Et s’il ne révèle pas tout de suite sa nature de Giallo, le film d’Armando Crispino ne tardera finalement pas à verser dans la plus pure tradition du genre, avec la rencontre de Simona avec une touriste américaine qui détient un sombre secret, et qui sera retrouvée le lendemain sur une des dalles de la morgue – un événement qui entraînera finalement le personnage de Mimsy Farmer au cœur d’un mystère embrouillé et mortel. A partir de là, Frissons d’horreur nous présentera un certain nombre de personnages/suspects, dont bien sûr son père et son petit ami, mais également le père Paul, un prêtre déjanté qui se trouve être le frère de la victime. Comme dans la plupart des gialli, les fausses pistes sont nombreuses, l’intrigue est alambiquée, et le mystère insoluble.

Tourné à Rome avec un budget visiblement confortable, Frissons d’horreur s’impose de fait comme un giallo réussi, dénotant avec les classiques du genre grâce à une ambiance globalement diurne, aux couleurs riches et vibrantes. La mise en scène et le montage, bien que n’étant pas à la hauteur d’un Dario Argento, transmettent efficacement l’atmosphère du film, qui exploite parfaitement l’architecture unique de Rome, avec quelques poursuites en voiture et une touche de sexualité décadente.

————————

> _Consigne_
Rédigez la suite du texte sur Frissons d'horreur en reprenant juste après sa dernière phrase. Les entrées ci-après sont sans lien avec le texte sur Frissons d'horreur.

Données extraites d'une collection

————————

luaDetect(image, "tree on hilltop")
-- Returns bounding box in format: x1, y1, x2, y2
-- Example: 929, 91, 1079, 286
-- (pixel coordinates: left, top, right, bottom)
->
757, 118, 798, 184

————————

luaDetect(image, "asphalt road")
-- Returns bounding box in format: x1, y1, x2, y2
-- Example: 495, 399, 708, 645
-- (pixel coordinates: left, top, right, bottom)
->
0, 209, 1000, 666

————————

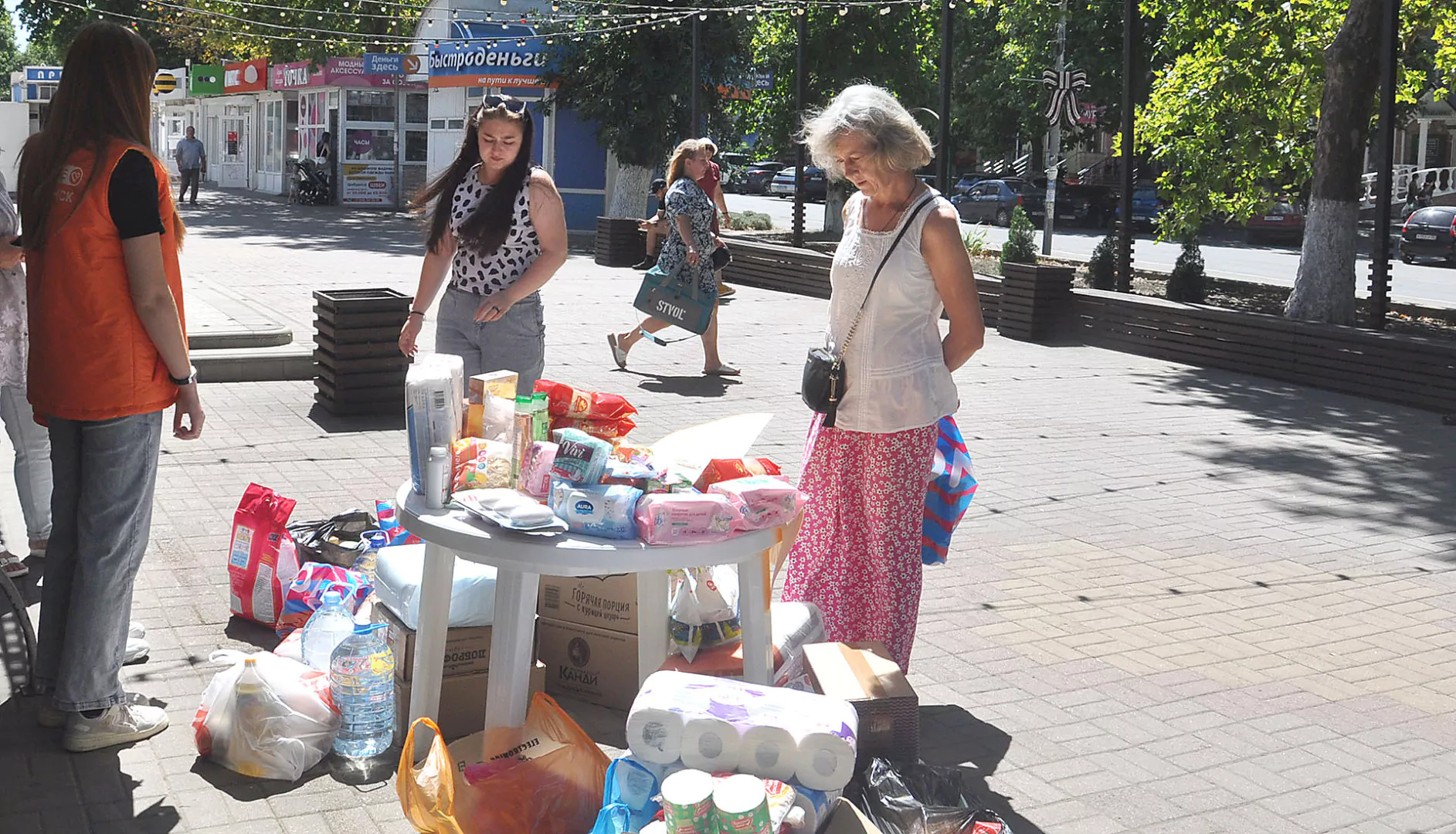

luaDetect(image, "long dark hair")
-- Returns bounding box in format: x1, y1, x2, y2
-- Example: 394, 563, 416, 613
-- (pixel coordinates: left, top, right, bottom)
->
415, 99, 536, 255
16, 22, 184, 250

————————

> _Réponse ci-dessous_
Le Blu-ray

[5/5]

A nouveau, Le Chat qui fume fait le choix de chouchouter le consommateur français avec la sortie événement de Frissons d’horreur en Blu-ray, qui vient nous proposer un « upgrade » assez considérable par rapport au DVD du film, sorti en 2008. Comme d’habitude avec l’éditeur, le film bénéficie d’une édition en tous points magnifique, s’imposant d’entrée de jeu dans un luxueux Digipack trois volets surmonté d’un fourreau aux couleurs du film, et composé par le talentueux Fred Domont.

Côté Blu-ray, vous pouvez d’ores et déjà vous débarrasser de votre antique DVD, car le film bénéficie d’un upgrade Haute-Définition net et sans bavure. Le film a visiblement été restauré, et le Blu-ray nous propose aujourd’hui un piqué précis tout en conservant la granulation d’origine, et une stabilité exemplaire. La sublime photo de Carlo Carlini s’en trouve en magnifiée, la profondeur de champ est remarquable, et les contrastes ont été particulièrement soignés : les noirs sont profonds sans être bouchés, les blancs ne sont pas « cramés » ; bref, l’éditeur a fait tout son possible pour nous permettre de (re)découvrir Frissons d’horreur dans les meilleures conditions possibles. Du côté des enceintes, VF d’époque et VO nous sont proposées, en DTS-HD Master Audio 2.0, en mono d’origine évidemment. Les dialogues sont clairs, les ambiances et la musique d’Ennio Morricone parfaitement bien préservées, et sans souffle. On notera par ailleurs que la VF d’époque nous permet d’entendre quelques voix bien connues des amateurs, telles que celles de l’inimitable Dominique Paturel.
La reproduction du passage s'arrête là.